### Exercise aim
Set down all of the entries exactly, leaving nothing out.

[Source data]
= Beginning of Section =
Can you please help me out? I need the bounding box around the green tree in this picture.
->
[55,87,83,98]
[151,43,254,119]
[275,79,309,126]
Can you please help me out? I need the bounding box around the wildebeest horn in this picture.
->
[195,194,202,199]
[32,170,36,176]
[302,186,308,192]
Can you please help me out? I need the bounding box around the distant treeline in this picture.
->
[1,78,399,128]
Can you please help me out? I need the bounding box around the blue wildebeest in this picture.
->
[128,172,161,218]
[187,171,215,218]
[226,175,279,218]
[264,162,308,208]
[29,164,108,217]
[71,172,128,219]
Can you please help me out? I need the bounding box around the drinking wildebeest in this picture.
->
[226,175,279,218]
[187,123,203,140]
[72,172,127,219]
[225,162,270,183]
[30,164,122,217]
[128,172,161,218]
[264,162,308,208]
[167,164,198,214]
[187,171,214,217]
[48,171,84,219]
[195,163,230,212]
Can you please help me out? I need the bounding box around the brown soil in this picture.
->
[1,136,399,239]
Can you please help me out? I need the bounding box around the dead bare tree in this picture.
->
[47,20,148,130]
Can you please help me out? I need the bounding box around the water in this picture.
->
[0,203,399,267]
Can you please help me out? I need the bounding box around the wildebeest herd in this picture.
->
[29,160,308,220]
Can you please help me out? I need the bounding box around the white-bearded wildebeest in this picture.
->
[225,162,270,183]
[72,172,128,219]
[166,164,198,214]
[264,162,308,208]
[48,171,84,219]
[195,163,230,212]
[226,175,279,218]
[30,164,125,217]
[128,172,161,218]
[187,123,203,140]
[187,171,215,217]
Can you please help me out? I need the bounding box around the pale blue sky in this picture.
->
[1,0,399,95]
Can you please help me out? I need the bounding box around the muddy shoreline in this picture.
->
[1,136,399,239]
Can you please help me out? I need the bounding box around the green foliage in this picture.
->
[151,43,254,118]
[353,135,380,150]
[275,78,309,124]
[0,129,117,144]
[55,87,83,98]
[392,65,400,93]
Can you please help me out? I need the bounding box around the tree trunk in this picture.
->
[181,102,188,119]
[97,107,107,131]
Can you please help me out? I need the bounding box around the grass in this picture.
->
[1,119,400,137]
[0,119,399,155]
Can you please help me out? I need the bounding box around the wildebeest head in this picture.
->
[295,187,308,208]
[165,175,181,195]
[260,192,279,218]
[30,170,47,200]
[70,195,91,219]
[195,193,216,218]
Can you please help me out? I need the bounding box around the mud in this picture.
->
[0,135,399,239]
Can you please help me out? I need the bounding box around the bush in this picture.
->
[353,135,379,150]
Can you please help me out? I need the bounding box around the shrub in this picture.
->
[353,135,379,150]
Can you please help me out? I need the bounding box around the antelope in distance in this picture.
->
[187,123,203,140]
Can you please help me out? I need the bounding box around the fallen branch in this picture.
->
= End of Section =
### Exercise response
Can you please help me out? I need the bounding box around the green tree in this picture.
->
[55,87,83,98]
[151,43,254,119]
[275,79,309,126]
Can you please help me out? I need the bounding box around the wildebeest horn in this picture.
->
[195,194,202,199]
[32,170,36,176]
[302,186,308,192]
Can you please help me out? I need the bounding box around the distant treeline in this picture.
->
[1,78,399,128]
Can you please help me out? I need the bounding box around the blue wildebeest in this picture.
->
[128,172,161,218]
[187,171,215,218]
[226,175,279,218]
[264,162,308,208]
[29,164,108,217]
[71,172,128,219]
Can you please help me out? I need the bounding box around the drinking wildebeest in this picture.
->
[226,175,279,218]
[187,123,203,140]
[72,172,127,219]
[225,162,270,183]
[30,164,122,217]
[128,172,161,218]
[264,162,308,208]
[167,164,198,214]
[187,171,214,217]
[48,171,84,219]
[195,163,230,212]
Can you please help me out? I need the bounding box around the brown soil in this picture.
->
[1,136,399,239]
Can you please help me out? I need the bounding box around the dead bare tree in this picture.
->
[47,20,148,130]
Can you please help me out? I need the bounding box around the water in this picture.
->
[0,203,399,267]
Can you please help me out? I need the bounding box around the wildebeest herd in this picture.
->
[29,160,308,220]
Can you please help me out? I need the bounding box around the white-bearded wildebeest in this picture.
->
[225,162,270,183]
[72,172,128,219]
[166,164,198,214]
[264,162,308,208]
[48,171,84,219]
[195,163,230,212]
[226,175,279,218]
[30,164,125,217]
[128,172,161,218]
[187,123,203,140]
[187,171,215,217]
Can you please help me out? I need the bounding box around the pale blue sky in this picture.
->
[1,0,399,95]
Can you please help me out? I need the bounding box around the muddy shoreline in this picture.
->
[1,136,399,239]
Can you please help me out? I need the bounding box around the green foliage in this picture.
->
[151,43,254,118]
[353,135,380,150]
[275,78,309,124]
[0,129,117,144]
[55,87,83,98]
[392,65,400,93]
Can you please help me out? I need the bounding box around the tree trunk in this picture.
->
[181,102,188,119]
[97,107,107,131]
Can you please help me out? I need the bounding box around the grass in this picture.
->
[1,119,400,137]
[0,119,399,155]
Can you please help me out? I need the bounding box around the wildebeest head in this picture.
->
[295,187,308,208]
[165,175,181,195]
[260,192,279,218]
[30,170,47,200]
[70,195,91,219]
[195,193,216,218]
Can you please help me out? I need the bounding box around the mud in this picture.
->
[0,135,399,239]
Can you please help me out? I need the bounding box around the bush in this picture.
->
[353,135,379,150]
Can you please help me out? I need the bounding box around the shrub in this picture.
->
[353,135,379,150]
Can you please help me out? I need the bounding box around the antelope in distance in this picture.
->
[187,123,203,140]
Can you please help me out? I need the bounding box around the fallen branch in this picture.
->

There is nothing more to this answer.